Coordinate annotation entries
"""
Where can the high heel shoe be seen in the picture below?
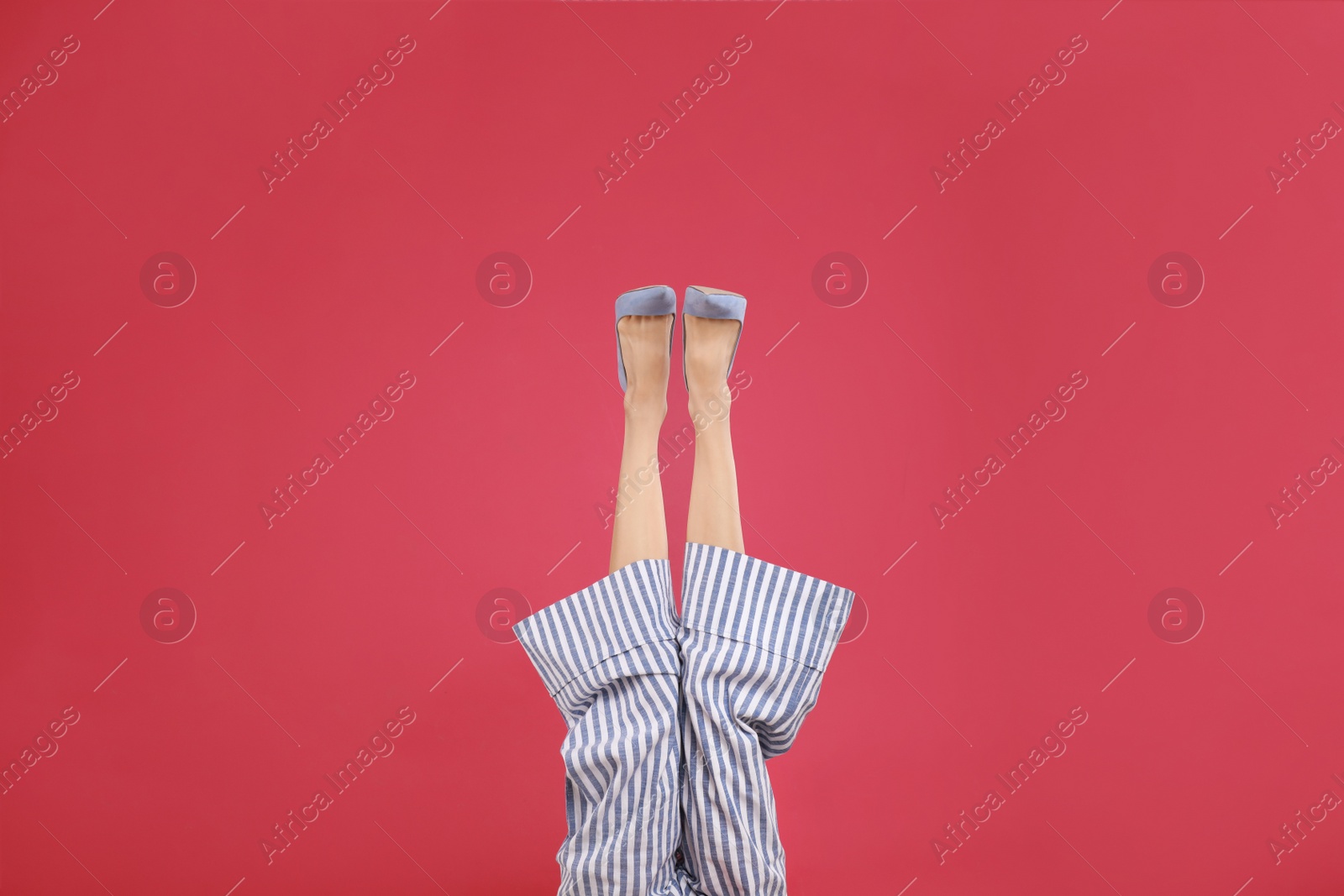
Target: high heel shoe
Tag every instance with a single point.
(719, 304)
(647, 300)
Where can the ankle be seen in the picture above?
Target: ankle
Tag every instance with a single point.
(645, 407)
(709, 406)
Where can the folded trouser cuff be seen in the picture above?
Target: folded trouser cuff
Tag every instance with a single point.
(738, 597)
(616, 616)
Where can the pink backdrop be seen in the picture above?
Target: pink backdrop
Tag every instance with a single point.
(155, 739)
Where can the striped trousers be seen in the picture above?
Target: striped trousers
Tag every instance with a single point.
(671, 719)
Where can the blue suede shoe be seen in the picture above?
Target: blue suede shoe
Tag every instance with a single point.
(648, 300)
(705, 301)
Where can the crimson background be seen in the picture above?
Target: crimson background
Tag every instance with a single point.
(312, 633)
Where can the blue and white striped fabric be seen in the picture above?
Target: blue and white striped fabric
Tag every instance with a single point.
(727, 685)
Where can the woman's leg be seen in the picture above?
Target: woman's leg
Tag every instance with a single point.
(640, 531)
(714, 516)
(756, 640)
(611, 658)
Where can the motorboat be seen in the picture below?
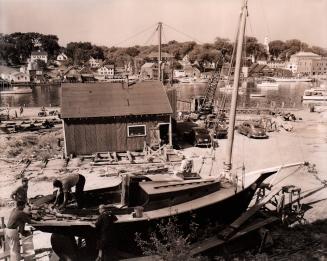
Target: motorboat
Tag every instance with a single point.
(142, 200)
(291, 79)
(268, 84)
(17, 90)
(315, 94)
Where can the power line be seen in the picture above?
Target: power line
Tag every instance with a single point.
"""
"""
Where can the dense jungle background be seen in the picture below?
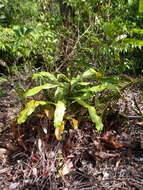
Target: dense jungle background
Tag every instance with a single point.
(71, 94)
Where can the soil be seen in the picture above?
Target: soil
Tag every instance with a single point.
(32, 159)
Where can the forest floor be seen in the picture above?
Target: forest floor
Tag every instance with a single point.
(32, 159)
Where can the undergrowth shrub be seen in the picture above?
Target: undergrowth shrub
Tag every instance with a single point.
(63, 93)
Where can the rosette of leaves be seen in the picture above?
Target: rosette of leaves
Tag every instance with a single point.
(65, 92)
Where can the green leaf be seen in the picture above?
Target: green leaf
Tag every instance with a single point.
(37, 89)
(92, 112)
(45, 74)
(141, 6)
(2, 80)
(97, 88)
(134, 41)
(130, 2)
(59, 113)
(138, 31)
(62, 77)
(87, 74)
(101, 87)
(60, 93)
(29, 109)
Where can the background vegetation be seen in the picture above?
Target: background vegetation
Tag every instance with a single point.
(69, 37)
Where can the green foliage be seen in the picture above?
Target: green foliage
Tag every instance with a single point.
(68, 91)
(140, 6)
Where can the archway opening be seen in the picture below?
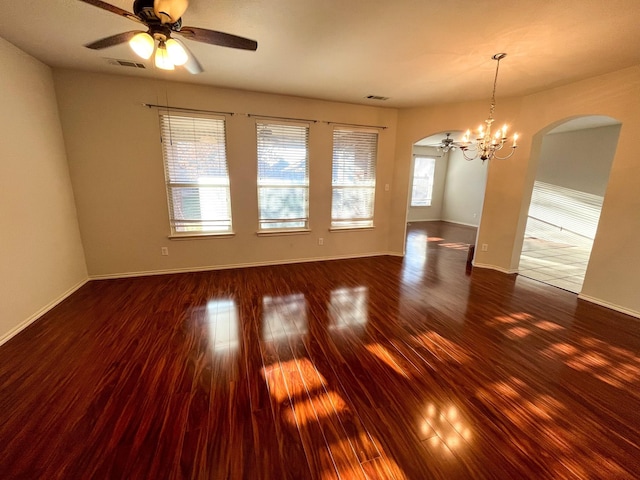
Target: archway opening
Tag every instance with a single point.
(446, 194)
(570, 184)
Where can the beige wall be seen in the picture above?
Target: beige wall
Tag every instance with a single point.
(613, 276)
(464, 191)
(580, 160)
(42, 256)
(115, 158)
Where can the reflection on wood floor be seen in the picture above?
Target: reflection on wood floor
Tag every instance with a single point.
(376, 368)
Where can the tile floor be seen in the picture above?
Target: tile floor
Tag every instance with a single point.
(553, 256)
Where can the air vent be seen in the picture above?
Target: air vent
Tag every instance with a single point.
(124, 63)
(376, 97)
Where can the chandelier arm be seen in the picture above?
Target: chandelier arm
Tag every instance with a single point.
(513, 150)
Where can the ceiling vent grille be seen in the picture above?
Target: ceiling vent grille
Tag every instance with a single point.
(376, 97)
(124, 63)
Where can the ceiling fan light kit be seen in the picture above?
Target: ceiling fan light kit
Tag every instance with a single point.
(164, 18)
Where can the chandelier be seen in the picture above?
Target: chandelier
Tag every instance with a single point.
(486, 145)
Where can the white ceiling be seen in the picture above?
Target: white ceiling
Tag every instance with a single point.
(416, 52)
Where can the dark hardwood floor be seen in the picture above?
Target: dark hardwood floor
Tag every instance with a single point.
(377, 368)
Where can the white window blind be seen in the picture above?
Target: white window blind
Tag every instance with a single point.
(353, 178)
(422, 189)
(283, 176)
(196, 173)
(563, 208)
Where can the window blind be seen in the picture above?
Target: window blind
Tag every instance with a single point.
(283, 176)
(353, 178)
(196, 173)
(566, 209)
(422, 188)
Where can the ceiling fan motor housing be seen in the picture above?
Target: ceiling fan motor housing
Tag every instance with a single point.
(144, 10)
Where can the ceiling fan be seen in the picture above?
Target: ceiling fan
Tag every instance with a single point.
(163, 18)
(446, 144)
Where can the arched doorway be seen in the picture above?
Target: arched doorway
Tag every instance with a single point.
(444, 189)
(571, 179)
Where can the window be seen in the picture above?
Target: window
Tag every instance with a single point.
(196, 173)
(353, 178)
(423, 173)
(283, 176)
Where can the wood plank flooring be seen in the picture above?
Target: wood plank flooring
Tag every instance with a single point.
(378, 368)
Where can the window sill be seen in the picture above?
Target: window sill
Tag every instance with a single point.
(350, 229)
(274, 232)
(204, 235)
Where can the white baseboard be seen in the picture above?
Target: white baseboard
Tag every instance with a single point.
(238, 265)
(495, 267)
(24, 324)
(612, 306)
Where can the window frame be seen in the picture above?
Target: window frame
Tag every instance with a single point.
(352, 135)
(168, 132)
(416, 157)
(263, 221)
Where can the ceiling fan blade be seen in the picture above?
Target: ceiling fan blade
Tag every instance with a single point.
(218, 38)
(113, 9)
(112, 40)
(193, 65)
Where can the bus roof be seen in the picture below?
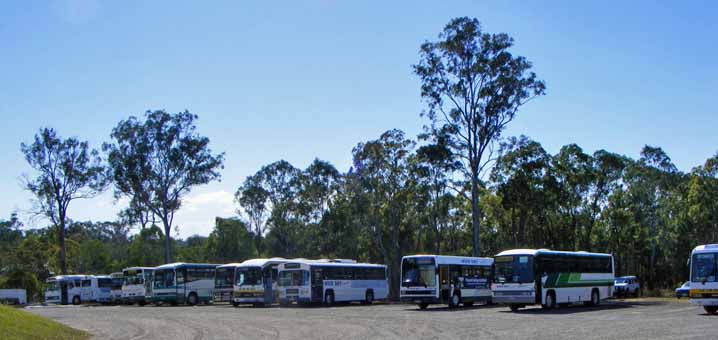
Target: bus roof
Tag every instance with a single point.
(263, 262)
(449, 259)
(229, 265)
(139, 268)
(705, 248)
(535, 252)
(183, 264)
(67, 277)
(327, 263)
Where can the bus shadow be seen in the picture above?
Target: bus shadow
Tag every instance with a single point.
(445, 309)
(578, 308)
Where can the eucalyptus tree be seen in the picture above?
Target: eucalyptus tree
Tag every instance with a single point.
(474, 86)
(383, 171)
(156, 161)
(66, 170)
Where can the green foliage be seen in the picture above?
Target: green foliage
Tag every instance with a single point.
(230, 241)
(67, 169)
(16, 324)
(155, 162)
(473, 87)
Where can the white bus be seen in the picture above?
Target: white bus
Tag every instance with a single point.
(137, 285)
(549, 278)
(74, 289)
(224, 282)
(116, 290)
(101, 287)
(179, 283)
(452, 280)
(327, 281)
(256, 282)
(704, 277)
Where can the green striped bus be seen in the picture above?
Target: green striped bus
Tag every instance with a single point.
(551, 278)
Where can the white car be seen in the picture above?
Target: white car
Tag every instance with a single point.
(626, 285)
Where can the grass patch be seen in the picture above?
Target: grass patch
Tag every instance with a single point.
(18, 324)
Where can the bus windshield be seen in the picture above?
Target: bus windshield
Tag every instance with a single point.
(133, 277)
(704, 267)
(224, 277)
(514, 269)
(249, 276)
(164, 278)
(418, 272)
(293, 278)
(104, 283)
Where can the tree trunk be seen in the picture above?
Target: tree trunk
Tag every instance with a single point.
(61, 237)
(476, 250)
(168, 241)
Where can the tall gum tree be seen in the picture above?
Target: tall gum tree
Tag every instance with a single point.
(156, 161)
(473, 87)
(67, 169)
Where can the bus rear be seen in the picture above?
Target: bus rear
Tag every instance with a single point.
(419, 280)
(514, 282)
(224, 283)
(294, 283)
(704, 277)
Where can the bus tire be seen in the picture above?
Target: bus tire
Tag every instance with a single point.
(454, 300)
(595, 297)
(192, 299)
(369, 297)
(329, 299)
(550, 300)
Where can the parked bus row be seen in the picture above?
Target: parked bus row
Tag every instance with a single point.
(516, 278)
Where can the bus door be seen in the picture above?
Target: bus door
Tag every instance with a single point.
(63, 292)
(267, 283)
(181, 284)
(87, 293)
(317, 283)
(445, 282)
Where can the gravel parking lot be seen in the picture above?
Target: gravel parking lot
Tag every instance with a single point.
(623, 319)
"""
"""
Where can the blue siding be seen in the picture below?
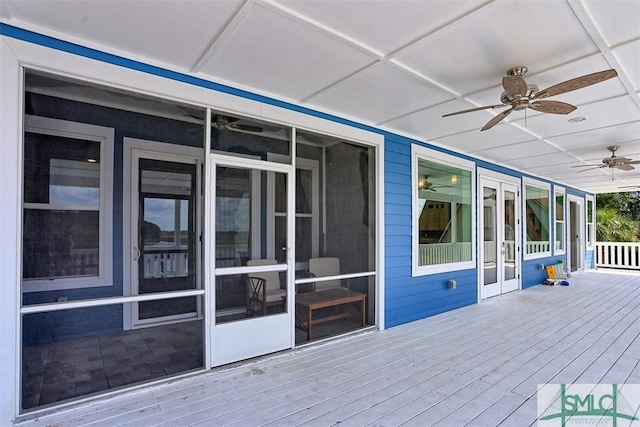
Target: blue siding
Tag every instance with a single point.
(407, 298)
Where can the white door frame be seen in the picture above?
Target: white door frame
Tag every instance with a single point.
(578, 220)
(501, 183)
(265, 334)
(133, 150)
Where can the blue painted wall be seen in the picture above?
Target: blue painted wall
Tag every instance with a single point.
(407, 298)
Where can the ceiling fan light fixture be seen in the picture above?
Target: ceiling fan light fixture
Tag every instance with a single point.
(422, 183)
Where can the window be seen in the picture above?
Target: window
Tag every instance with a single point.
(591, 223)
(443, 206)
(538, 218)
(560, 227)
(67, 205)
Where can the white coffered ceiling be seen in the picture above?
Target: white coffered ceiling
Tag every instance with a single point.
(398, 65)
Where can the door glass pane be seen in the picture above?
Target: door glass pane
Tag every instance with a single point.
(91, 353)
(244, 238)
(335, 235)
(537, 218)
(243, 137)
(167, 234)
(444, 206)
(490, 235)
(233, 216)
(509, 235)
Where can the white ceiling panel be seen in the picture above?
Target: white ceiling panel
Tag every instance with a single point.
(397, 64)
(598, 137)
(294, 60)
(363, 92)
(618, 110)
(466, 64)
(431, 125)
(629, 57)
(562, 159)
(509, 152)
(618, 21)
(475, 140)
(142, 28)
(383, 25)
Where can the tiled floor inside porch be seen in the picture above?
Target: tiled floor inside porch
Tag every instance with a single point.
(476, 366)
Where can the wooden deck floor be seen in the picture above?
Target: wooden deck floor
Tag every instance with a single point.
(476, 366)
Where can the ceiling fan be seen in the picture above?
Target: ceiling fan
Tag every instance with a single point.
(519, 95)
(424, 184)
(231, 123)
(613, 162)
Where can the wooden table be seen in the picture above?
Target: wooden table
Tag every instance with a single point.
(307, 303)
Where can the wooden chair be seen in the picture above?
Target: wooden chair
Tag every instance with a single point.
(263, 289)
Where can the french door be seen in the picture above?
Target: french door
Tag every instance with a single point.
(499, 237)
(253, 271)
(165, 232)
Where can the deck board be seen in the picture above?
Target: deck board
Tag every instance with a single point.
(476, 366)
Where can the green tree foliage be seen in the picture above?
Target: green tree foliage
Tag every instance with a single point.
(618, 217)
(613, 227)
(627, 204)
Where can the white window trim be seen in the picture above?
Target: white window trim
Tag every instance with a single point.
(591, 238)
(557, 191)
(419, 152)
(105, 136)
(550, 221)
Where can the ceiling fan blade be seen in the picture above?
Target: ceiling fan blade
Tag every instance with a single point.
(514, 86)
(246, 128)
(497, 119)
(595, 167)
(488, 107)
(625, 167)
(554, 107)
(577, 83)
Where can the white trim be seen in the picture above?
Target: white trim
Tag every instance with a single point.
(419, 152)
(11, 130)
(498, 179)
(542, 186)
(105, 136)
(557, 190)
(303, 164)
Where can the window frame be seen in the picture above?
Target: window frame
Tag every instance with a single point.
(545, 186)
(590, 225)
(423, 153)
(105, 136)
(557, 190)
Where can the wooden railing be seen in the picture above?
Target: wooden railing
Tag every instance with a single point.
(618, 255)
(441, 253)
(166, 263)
"""
◆ **Short problem**
Collect every line in the records above that contains the string "rosette". Letter case counts when matching.

◆ **Written response**
Where can the rosette of leaves be seen in the picture above?
Target: rosette of leaves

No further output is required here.